_Set of tasks_
a – Answer these three questions from the passage below about Mrs. Cunningham and District Attorney A. Oakey Hall, marking each answer with its matching numeral:
(i) How was Burdell's name misspelled on the marriage license?
(ii) To what publication was Hall contributing pieces by 1851?
(iii) How much money did Mrs. Cunningham say she had to spend, and how was it to be divided?
b – Extend the account below of Mrs. Cunningham's pregnancy ploy and Hall's sting operation, picking up after its final sentence.

_Source extract_
The likelihood that Mrs. Cunningham was Burdell’s widow had been somewhat undercut by the groom’s failure to point out the misspelling of his name on the marriage license. (It appeared as “Berdell.”) Possibly it was with a view to improving the Surrogate’s opinion of her that Mrs. Cunningham embarked on the pregnancy ploy. But Mrs. Cunningham’s doctor ratted her out to the district attorney, a man named A. Oakey Hall, who was to become a member of the infamous Tweed ring and mayor of New York.

He was, it appears, no ordinary prosecutor but something of an impresario manqué, a man who today might have made a name for himself as a minor auteur, producing straight-to-video movies, say, or reality television. “A lifelong lover of the arts,” according to American National Biography, Hall had moved to New York in 1848 “to take advantage of Gotham’s cultural opportunities.” By 1851, he was contributing whimsical little pieces to something called The International Magazine of Literature, Art, and Science. One of these, a work of dramatic criticism, is entirely written in the voice of a lorgnette.

Hall proposed to Mrs. Cunningham’s physician, one Dr. David Uhl, that they collaborate on a complicated sting operation. He suggested that the doctor play along with Mrs. Cunningham, pretending to be in league with her, all the while reporting back to him. Mrs. Cunningham had asked Uhl to help her procure an infant that she might pass off as her own. She had, she said, $2000 to spend—half for him and half for the baby’s family. Hall told the doctor to go ahead and locate a suitable baby. In the charity wards at Bellevue a woman was found who was willing to be separated from her newborn child for a single night in exchange for a thousand dollars.

Hall’s plan involved stringing along Mrs. Cunningham—who at that point was claiming the birth to be almost imminent—for several weeks. While she strove to build up an illusion of gravidity (simulating cravings and nausea, expressing anxiety about whether she would go to term) Hall invented an elaborate cover story to explain how a complaisant mother had been found so easily: she could be a “California widow”—a woman anxious to remove the evidence of an ill-timed pregnancy achieved while her husband had been off panning for gold.

_Data_

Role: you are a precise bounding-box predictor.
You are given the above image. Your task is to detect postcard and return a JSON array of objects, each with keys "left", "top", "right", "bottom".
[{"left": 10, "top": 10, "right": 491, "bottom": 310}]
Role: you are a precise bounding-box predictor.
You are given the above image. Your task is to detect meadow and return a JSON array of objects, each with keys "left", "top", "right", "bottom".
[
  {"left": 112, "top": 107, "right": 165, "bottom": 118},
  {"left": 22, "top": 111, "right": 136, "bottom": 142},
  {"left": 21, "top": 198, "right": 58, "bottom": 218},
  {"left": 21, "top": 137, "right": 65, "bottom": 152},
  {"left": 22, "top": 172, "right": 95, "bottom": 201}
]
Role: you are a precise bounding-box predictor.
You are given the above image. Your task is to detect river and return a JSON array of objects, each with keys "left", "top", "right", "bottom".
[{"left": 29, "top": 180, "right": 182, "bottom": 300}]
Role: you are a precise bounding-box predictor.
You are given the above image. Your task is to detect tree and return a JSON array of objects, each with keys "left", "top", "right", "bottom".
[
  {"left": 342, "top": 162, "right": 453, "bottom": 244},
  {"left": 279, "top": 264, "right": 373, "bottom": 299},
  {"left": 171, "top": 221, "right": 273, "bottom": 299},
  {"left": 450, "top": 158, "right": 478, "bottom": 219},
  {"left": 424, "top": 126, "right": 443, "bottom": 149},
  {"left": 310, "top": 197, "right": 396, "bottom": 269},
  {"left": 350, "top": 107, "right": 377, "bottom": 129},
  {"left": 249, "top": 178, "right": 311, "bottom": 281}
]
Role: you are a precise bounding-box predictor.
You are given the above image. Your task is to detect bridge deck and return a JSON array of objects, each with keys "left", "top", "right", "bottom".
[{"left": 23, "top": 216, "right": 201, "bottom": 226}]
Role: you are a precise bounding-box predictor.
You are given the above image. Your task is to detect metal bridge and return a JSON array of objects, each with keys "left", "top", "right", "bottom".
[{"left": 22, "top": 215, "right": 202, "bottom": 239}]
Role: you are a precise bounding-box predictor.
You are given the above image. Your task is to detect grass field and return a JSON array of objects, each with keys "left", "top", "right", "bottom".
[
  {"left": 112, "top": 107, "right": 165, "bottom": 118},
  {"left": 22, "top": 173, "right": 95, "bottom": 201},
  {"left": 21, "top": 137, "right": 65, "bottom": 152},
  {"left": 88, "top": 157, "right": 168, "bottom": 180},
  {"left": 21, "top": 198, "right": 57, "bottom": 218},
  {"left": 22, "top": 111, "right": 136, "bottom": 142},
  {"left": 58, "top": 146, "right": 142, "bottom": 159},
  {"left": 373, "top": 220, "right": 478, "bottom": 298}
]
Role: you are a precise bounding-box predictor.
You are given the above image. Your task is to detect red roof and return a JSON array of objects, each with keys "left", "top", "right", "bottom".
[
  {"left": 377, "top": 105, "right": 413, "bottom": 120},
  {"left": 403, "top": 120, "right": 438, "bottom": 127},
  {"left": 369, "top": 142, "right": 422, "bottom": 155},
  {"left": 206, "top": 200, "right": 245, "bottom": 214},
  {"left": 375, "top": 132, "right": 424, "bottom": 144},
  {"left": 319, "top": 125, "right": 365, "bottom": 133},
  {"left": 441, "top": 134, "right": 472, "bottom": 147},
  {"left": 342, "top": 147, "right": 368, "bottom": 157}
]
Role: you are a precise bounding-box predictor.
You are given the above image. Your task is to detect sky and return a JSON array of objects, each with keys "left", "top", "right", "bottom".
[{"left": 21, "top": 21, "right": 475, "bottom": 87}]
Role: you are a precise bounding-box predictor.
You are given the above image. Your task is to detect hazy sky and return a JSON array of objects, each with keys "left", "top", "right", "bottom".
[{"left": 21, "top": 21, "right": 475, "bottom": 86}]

_Answer list_
a –
(i) It appeared as "Berdell."
(ii) The International Magazine of Literature, Art, and Science.
(iii) She said she had $2000, half for Dr. Uhl and half for the baby's family.

b –
Hall also hired his brother-in-law from upstate, another doctor, whose role in the masquerade would be to transport the baby to 31 Bond. At Hall’s instigation, the two physicians scoured the Lower East Side for an apartment in which they might pretend this fictional mother was about to give birth. On Elm Street (now Elk Street) they found a wine-and-beer merchant with a set of rooms to let. Hall not only rented the rooms on Elm Street, he had them furnished and filled with props. He even brought in a Spring Street pharmacist to play the mother, when Mrs. Cunningham came by Elm Street at one point,  and the fellow put on a frilly cap and simulated birth pangs heroically from the bed.

To make a long story short, the police totally nailed it, and everything went off like clockwork. They let the baby arrive and be admitted to the house. Then before you could say “fallopian tube” they were up the front steps of No. 31 and in the door. Hall’s brother-in-law later claimed that on confronting Mrs. Cunningham he even remembered to say, “Do you claim this child as the child of Harvey Burdell?” to which he said she replied, “Of course—whose else should it be?” And that was it—busted.

Mrs. Cunningham, though arrested that night, was apparently never prosecuted for the Bogus Baby escapade. So it seems as if all that Hall had wanted was to put on a big show. In later years Hall himself would  be accused of fraud, but like Mrs. Cunningham would be acquitted. And though he would end his career in disgrace, he shares a biographer with Eugene O’Neill, which would no doubt have pleased him.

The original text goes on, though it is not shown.